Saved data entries
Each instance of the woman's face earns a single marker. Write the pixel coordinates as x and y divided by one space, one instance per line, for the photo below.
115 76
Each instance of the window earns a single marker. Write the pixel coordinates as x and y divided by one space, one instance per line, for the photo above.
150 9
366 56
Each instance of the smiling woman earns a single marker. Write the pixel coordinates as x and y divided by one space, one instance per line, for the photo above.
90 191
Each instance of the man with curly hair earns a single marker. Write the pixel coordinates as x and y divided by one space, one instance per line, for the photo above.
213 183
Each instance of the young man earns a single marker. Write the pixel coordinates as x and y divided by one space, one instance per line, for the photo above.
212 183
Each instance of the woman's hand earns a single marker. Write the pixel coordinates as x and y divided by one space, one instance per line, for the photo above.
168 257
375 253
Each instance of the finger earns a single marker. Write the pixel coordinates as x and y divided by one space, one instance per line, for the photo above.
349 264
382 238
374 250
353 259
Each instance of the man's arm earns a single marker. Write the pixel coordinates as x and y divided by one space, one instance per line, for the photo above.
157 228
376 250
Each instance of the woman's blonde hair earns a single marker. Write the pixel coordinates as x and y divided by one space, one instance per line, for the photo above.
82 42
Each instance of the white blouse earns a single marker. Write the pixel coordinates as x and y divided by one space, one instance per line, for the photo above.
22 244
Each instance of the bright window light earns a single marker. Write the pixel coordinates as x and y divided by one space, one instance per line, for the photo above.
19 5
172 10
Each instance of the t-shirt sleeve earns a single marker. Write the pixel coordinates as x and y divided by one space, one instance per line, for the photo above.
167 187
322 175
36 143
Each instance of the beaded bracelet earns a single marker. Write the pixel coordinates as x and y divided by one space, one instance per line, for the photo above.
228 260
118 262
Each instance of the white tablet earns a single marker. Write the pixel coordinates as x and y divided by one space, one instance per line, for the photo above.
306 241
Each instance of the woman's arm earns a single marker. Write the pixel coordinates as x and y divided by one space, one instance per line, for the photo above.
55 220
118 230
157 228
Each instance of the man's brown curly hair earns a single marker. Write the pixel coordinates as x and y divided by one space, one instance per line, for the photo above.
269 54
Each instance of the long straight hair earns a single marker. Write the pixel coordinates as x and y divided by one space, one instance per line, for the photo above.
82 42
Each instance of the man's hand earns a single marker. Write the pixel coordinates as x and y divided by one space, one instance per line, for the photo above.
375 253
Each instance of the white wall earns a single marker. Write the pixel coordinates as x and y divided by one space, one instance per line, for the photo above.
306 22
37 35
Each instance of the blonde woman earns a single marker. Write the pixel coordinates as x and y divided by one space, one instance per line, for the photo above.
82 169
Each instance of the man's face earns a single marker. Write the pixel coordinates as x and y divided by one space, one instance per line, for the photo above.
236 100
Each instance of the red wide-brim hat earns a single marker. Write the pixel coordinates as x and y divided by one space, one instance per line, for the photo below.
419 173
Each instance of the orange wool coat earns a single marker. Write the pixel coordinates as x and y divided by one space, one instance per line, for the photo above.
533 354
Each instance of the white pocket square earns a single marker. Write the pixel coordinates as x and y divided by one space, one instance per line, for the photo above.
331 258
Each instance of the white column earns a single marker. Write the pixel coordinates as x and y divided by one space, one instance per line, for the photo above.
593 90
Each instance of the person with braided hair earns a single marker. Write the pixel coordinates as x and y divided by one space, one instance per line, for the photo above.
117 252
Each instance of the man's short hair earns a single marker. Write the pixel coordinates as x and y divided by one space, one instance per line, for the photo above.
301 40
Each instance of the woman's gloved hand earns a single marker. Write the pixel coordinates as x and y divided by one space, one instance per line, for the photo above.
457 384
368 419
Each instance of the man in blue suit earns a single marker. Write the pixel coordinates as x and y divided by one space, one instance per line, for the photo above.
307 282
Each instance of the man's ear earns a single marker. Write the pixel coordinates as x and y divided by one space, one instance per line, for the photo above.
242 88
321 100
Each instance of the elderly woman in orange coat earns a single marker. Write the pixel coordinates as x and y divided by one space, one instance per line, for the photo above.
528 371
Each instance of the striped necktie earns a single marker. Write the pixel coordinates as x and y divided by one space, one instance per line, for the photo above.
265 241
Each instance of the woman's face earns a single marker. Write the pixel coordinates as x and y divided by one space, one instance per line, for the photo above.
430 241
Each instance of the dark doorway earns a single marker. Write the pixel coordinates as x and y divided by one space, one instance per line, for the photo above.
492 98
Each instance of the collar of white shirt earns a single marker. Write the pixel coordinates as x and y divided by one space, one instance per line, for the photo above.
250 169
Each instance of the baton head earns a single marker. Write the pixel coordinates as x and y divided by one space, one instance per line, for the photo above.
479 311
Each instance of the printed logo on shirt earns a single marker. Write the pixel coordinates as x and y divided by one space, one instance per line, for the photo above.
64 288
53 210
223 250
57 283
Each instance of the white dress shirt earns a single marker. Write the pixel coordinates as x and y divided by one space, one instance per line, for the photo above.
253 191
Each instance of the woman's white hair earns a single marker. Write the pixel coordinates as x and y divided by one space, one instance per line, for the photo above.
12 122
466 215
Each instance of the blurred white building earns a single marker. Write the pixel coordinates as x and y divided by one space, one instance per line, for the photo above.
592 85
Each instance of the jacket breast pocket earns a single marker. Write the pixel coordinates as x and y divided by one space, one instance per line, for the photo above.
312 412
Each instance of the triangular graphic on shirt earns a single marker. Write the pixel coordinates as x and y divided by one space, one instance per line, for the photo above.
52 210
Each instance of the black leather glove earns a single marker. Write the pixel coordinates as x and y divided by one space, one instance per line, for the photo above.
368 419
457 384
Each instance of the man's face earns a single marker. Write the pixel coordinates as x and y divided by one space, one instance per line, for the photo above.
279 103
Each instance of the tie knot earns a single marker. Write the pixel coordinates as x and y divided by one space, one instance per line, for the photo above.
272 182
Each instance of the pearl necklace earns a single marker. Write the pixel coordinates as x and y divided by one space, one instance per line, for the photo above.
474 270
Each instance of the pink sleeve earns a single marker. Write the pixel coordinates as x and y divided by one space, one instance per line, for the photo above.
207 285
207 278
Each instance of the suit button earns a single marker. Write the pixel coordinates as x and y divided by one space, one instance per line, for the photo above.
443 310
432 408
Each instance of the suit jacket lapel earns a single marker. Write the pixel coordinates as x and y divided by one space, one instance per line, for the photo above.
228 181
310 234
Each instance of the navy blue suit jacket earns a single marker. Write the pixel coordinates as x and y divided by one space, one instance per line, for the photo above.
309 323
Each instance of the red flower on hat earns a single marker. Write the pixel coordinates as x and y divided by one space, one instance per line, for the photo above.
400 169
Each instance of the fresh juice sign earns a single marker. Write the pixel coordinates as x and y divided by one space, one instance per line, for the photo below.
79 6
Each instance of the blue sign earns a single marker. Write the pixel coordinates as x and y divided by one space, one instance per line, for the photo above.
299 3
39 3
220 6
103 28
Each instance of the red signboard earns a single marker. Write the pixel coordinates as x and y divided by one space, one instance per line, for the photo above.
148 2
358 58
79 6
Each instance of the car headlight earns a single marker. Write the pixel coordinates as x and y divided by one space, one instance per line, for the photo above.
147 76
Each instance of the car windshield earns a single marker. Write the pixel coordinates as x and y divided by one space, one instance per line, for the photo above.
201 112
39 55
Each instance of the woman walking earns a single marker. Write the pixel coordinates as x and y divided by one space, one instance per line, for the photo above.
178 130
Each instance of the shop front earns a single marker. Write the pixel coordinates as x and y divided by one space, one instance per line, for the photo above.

> WORK REQUIRED
Exactly as given, please retype all the entries.

> WRITTEN RESPONSE
Each instance of the woman's face earns a single marker. Write the pixel coordinates as x and y divided by one space, one instance per line, for the photo below.
115 76
Each instance of the window earns a single marker. Write the pixel coordinates as x and y divided by one space, one instance per line, for the photo above.
150 9
366 56
Each instance of the smiling woman earns a single marker. Write the pixel coordinates as x and y divided by one space, one instance per line, for the photo above.
90 191
Each instance of the man with curly hair earns a single marker. Write the pixel coordinates as x and y divided by one space, one instance per line, for the photo above.
213 183
Each instance of the young man earns a single marker. Write the pixel coordinates as x and y divided by one space, one instance per line, for the photo above.
212 183
Each instance of the woman's hand earns a single marker. Write the pixel coordinates as x and y divided by one space, one instance per line, for the photo above.
168 257
375 253
Each instance of the finger earns a single marker. Write the pixel coordinates as x and y divided by one space, one instance per line, for the photo above.
349 264
382 238
374 250
353 259
Each instance of the man's arm earns a single marker. Write the pixel coordinates as x and y divided by one space, one instance per line, for the photo above.
157 228
376 250
Each instance of the woman's blonde hair earns a single marker. Write the pixel coordinates as x and y divided by one space, one instance per line, for the photo above.
82 42
Each instance of the white blouse earns a single marker. Write the pixel coordinates as x and y divided by one space, one instance per line, for the photo above.
22 244
Each instance of the bright window light earns a single marker. Write the pixel coordinates as x and y divided by one space, one instance per line, for the photo above.
19 5
172 10
Each instance of the t-shirt sleeve earns a single marker. Write the pixel coordinates as x and y divided by one space, one instance per line, for the photo above.
167 187
322 175
36 143
Each instance of the beaded bracelet earns a single marker. Write the pixel coordinates as x and y divided by one space, one instance per line, for the photo above.
228 260
118 262
Each instance of the white tablet earns a single marker. Write the pixel coordinates as x and y divided by one space, one instance per line, for the photo above.
306 241
Each instance of the woman's arm earns a single marker. Write the pixel coordinates as x and y divided by one space, one instance per line, for the photo above.
55 220
118 230
157 228
Each instance of the man's brown curly hair earns a single marker. Write the pixel coordinates as x and y divided by one space, one instance per line, for the photo above.
269 54
Each instance of the long straight hair earns a single marker. Write the pixel coordinates as x and y divided by one space, one instance per line, for the photo above.
82 42
Each instance of the man's hand earns a single marker. Write the pixel coordinates as x and y divided by one space, one instance per line, for the photo above.
375 253
Each instance of the white wall earns a single marker. Write the pixel coordinates as x and y divided by one space, one instance per line, for the photo above.
306 22
37 35
Each instance of the blonde woman earns a single marker. Write the pixel coordinates as x and y divided by one space, one instance per line, for the photo above.
82 169
Each instance of the man's face earns a single marker. Write the pixel coordinates as x and y divided by one space, one instance per line, for the photo above.
236 100
Each instance of the red wide-brim hat earns a single marker. Write the pixel coordinates as x and y divided by one space, one instance per line, for the photo below.
419 173
Each instance of the orange wool coat earns a single marker. Write the pixel coordinates as x and y divided by one space, one instance per line, for the photo above.
533 354
Each instance of the white pocket square earns a single marker. Write the pixel coordinates as x and y divided by one space, one instance per line, for the photo above.
331 258
Each instance of the white column earns a single marker. Write the pixel coordinates as x and y divided by one space, one instance per line, for the photo above.
593 90
Each instance of the person with braided hair earns a single marker. Write the pixel coordinates as x and y divided by one space, one instance per line, for the photo above.
117 252
Each instance of the man's short hair earns a single marker. Write the pixel coordinates as x and y divided by one space, one instance per line, for the photo above.
301 40
Each instance of the woman's gloved hand earns a single marker. Write the pixel coordinates as x and y divided by one space, one instance per line, for the photo above.
457 384
368 419
Each instance of the man in blue suit earns a single marker. Write the pixel coordinates as x and y divided by one space, one instance per line, for the photo above.
307 282
Each instance of the man's ear earns a single marker. Write the pixel coordinates as x and y divided by one space, one instance per line, for the photo above.
242 88
321 100
Each instance of the elderly woman in orange coat earns a single marker. Write the pixel coordinates as x and y divided by one space, one instance per line, for the photo above.
528 371
Each instance of the striped necktie earns a single marker. Write the pixel coordinates as x and y divided by one space, one instance per line, for the photo above.
265 241
Each instance of the woman's face earns a single marker. Write the pixel coordinates as x and y divided by one space, one instance per line, for the photo above.
430 241
Each instance of the dark doorway earns a single marker. Write the pixel coordinates as x and y divided by one space, one instance per line, for the photo above.
492 98
Each instance of the collar of white shirt earns a single marker. Write the pixel coordinates as x and y divided by one space, one instance per line, for the photo above.
250 169
Each instance of the baton head earns a single marker. Write the pixel coordinates as x and y divided by one space, one instance per line, for the photo above.
479 311
Each instance of the printed logo on shirt earns a single marker. Write the pixel coordinates as x and y divided by one space, one instance per line, for the photo above.
64 288
53 210
223 250
57 283
Each instance of the white dress shirt earns a single marker. Write the pixel coordinates as x and y divided by one space, one instance per line, for the photo above.
253 191
Each instance of the woman's white hair earns a single marker. Write the pixel coordinates as x and y divided by one space, one instance per line, for the photo above.
12 122
466 215
Each instance of the blurred white building earns a single marker. Write the pixel coordinates as x and y divided by one space, one instance per line, for the photo above.
592 85
Each instance of the jacket breast pocket earns a single marker. Write the pixel coordinates as x and y divided by one space, one instance per line, for the photo above.
312 412
Each instance of the triangular graphic on shirt earns a single marker. Write the pixel coordinates as x and y divided by one space, one instance per line, for the photo above.
52 210
Each instance of the black leather glove earns a single marker. Write the pixel coordinates as x and y divided by one space, one instance per line, for the photo above.
368 419
457 384
Each instance of the man's face earns a single marker. Write the pixel coordinates as x and y divided by one space, one instance per line, for the photo above.
279 103
Each instance of the tie knot earns a single marker. Write the pixel coordinates as x and y divided by one space, one instance per line, for the photo above.
272 182
Each instance of the pearl necklace earns a single marker. Write the pixel coordinates as x and y divided by one space, one instance per line, for the photo above.
474 270
Each instance of the pink sleeve earns a single marker. Write the pixel coordinates as x and y divided by one space, one instance per line, for the photo above.
207 285
207 278
Each instance of the suit button earns a single marker. Write the pixel coordinates as x and y divided by one space, one instance per line, for the photo above.
443 310
432 408
Each instance of the suit jacket lapel earns a single marker. Write the pixel coordinates as x and y divided by one space, one instance per line, for the photo above.
228 181
310 234
Each instance of the navy blue suit jacket earns a single marker. Write the pixel coordinates as x and y divided by one space, one instance per line, for the photo above.
309 323
Each instance of the red flower on hat earns a single marker. Write the pixel coordinates as x and y divided by one space, one instance per line, for the photo above.
400 169
Each instance of the fresh juice sign earns a single marker. Write the pixel coordinates as x and y divided by one space, one instance per line, for the photo below.
79 6
Each instance of the blue sign earns a single marker. Write the pixel coordinates as x and y divided by one space, one instance per line, for the photo above.
299 3
39 3
220 6
103 28
Each instance of the red signboard earns a single marker. Write the pixel coordinates as x and y divided by one space, one instance per line, for the photo above.
148 2
358 58
79 6
Each instance of the car headlight earns a single marker. Write the pixel coordinates as x and y divided by one space, one instance per line, for the photo above.
147 76
Each instance of the car windshield earns a single marker. Write the pixel coordinates as x and y divided by one space, one instance per line, for the photo above.
201 112
39 55
Each instance of the woman walking earns a single marker. Write the pixel coordinates as x and y divided by one space, one instance per line, for the photo above.
178 130
Each instance of the shop front earns a single marker. Write the pixel coordinates as x and y divided by one space, one instance per line, for the photo above.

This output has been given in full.